## DOCUMENT EXCERPT
# # # # #

How did you get involved with Gloop Archive?

Darby Woodlief: I was digging through the unusual and ugly side of Instagram make-up and I decided to tag the archive in some posts. Later, one of my works was posted on their feed and I was asked to join by the lovely founder. Gloop Archive is a wonderful platform of artists that encourage strange yet glamorous looks. I enjoy contributing looks made with ever-changing textures and patterns. 

Of all your looks, which are your favourite? 

Darby Woodlief: A personal favourite is an orange glossy, slimy look with white swirls called ‘MS Awareness Month’. Dedicated to my mother who’s battling with multiple sclerosis to spread more awareness about the neurological disease, I combined orange eyeshadow with gloss and white acrylic paint. Another favourite I made for the Gloop Archive is titled ‘Silver Streak’, a streak of silver acrylic paint goes from under my eye and over the lid and then covered in TKB Trading gloss.

# # # # #

## DATA SUPPLIED
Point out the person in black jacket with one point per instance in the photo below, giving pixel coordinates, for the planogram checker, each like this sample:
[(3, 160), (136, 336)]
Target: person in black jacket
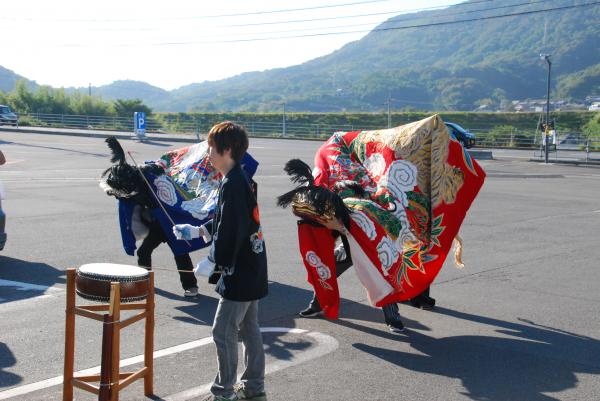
[(239, 259)]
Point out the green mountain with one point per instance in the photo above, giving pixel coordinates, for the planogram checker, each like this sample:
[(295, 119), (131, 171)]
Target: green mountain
[(418, 60), (443, 67), (127, 89), (8, 79)]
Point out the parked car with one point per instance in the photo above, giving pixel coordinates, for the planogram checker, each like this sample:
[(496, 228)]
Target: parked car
[(2, 227), (466, 138), (7, 116)]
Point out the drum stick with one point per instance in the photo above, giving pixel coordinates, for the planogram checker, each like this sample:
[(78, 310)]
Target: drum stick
[(170, 270), (153, 193)]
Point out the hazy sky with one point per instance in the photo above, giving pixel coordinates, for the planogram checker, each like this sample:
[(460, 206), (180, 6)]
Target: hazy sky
[(172, 43)]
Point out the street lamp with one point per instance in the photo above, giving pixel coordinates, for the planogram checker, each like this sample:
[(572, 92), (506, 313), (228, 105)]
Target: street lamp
[(388, 102), (283, 122), (544, 56)]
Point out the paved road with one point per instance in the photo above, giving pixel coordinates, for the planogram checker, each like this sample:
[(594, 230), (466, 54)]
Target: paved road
[(520, 322)]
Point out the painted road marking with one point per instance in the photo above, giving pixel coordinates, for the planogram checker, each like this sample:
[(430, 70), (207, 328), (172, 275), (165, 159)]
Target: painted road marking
[(326, 344), (46, 290)]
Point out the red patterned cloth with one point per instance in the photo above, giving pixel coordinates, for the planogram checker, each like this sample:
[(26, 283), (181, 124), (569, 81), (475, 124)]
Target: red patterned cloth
[(420, 182), (316, 246)]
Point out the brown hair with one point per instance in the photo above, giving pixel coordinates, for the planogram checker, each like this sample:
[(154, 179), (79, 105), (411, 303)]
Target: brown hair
[(228, 135)]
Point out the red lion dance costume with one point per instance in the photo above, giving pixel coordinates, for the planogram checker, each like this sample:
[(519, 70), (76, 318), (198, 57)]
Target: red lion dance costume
[(405, 191)]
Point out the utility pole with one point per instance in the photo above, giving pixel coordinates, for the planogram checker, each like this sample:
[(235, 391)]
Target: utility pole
[(388, 102), (283, 119), (546, 57)]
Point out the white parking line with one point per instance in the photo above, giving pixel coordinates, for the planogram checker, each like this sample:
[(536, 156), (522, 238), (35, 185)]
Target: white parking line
[(46, 291), (21, 286), (326, 344)]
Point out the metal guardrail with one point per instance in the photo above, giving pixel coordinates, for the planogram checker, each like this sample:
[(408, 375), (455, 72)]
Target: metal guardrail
[(486, 138)]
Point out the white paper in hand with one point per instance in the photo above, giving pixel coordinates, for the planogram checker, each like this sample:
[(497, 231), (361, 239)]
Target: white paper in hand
[(204, 268)]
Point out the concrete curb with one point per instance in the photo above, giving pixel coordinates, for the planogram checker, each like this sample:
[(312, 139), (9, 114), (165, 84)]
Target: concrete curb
[(104, 134), (481, 154), (592, 162)]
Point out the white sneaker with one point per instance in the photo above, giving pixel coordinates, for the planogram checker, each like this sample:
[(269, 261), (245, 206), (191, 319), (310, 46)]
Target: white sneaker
[(191, 292)]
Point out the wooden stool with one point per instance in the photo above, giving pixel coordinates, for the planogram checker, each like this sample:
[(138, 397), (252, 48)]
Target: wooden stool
[(114, 286)]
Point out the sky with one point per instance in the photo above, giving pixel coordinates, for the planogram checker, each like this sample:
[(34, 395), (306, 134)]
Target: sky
[(172, 43)]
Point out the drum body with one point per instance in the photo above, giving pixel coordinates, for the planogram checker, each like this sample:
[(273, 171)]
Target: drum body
[(93, 281)]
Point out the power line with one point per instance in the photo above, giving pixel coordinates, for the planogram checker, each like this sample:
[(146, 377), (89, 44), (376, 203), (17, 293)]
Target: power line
[(208, 16), (385, 29), (360, 15), (389, 28), (406, 17)]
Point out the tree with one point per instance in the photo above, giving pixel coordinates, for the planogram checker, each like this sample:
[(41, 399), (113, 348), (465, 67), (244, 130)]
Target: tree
[(592, 128), (126, 107)]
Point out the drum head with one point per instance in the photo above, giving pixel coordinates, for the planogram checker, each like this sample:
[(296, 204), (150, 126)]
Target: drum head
[(93, 281)]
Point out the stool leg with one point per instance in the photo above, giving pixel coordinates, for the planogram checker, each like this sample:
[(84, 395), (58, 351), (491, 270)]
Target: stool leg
[(115, 312), (69, 337), (149, 340), (106, 365)]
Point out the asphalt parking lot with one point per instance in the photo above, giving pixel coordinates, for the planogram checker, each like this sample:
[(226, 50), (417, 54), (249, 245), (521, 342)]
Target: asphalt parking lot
[(519, 322)]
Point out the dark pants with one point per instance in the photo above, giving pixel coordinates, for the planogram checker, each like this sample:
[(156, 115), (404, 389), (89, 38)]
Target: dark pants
[(155, 237), (390, 311)]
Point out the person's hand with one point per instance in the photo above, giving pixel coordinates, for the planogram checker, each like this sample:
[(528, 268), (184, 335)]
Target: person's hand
[(186, 231), (205, 234), (335, 224), (204, 268)]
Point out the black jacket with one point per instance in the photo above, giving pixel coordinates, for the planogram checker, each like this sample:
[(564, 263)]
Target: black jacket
[(238, 248)]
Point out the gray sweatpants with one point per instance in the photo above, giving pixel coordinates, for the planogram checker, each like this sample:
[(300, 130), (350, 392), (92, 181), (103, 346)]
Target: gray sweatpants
[(233, 317)]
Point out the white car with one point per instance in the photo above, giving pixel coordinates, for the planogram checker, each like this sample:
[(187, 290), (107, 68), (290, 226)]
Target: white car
[(7, 116)]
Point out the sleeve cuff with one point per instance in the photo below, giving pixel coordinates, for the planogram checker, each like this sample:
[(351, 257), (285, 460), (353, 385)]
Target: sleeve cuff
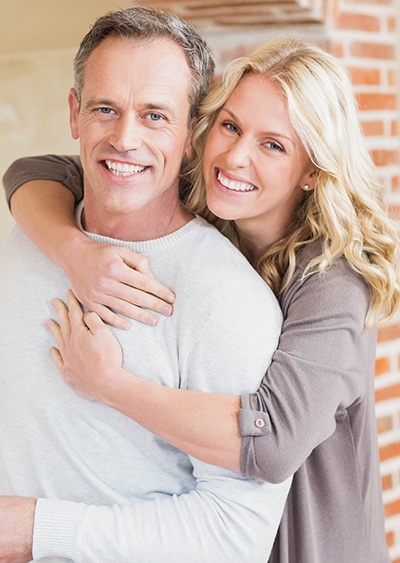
[(251, 422), (55, 527)]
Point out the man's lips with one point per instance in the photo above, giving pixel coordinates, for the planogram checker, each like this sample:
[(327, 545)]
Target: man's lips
[(123, 169)]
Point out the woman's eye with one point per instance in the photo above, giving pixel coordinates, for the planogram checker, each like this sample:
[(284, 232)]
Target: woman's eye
[(274, 146), (230, 126), (105, 111)]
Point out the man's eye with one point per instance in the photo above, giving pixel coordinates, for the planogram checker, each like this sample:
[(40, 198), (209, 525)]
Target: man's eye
[(274, 146), (155, 117), (105, 111)]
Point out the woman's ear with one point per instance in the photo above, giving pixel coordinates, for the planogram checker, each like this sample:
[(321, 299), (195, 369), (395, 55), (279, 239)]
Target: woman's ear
[(188, 146), (309, 180)]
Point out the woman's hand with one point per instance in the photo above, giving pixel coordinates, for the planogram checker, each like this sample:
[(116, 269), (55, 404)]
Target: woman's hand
[(113, 281), (88, 354)]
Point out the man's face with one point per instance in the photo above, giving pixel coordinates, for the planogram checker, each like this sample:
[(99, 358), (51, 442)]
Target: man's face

# # # # #

## WHAT YOU NEED TO DO
1) From the Gloop Archive interview, write out the passage starting with "Of all your" and going on through "TKB Trading gloss.".
2) Extend the Gloop Archive interview with Darby Woodlief, picking up right after its last sentence.
The records are not needed for this work.

## RESPONSES TO THE EXERCISE
1)
Of all your looks, which are your favourite? 

Darby Woodlief: A personal favourite is an orange glossy, slimy look with white swirls called ‘MS Awareness Month’. Dedicated to my mother who’s battling with multiple sclerosis to spread more awareness about the neurological disease, I combined orange eyeshadow with gloss and white acrylic paint. Another favourite I made for the Gloop Archive is titled ‘Silver Streak’, a streak of silver acrylic paint goes from under my eye and over the lid and then covered in TKB Trading gloss.

2)
How do you assert your identity and experiences through your beauty and hair?

 Darby Woodlief: By being utterly myself. I’m proving you can love yourself no matter what you’ve been conditioned to think and feel, and that bodies don’t come in one shape or size. I’m showing that you don’t need hair to be or feel beautiful and that make-up isn’t just used to cover blemishes, it’s used for ultimate expression. 

What beauty, skin and hair products are you using the most right now?

Darby Woodlief: Yes To Tomatoes Detoxifying Charcoal Cleanser and Daily Balancing Moisturiser, a rhassoul clay mask by Poppy Austin, Mehron make-up face paint, and Physicians Formula glitters.

Which fictional character do you most relate to and why?

Darby Woodlief: Bobby Hill of King of the Hill – he loves food and he’s a creature of comfort and luxury. He loves to make his friends laugh and enjoys entertaining, dancing and singing. I feel like he really tries his best but doesn’t always get to where he wants to be. 

What does beauty mean to you?

Darby Woodlief: Appreciation. It’s beautiful to be able to recognise that there is a beauty to almost everything in life. You apply this by appreciating all genders, body, hair, and skin types. 

When do you feel most beautiful?

Darby Woodlief: When I feel most uninhibited. When I create art, dance to my favourite music, eat food in my undies, after I remove make-up, and after I shave off all the hair on my head.

Tomorrow you wake up with another face of your choice. Whose is it and why?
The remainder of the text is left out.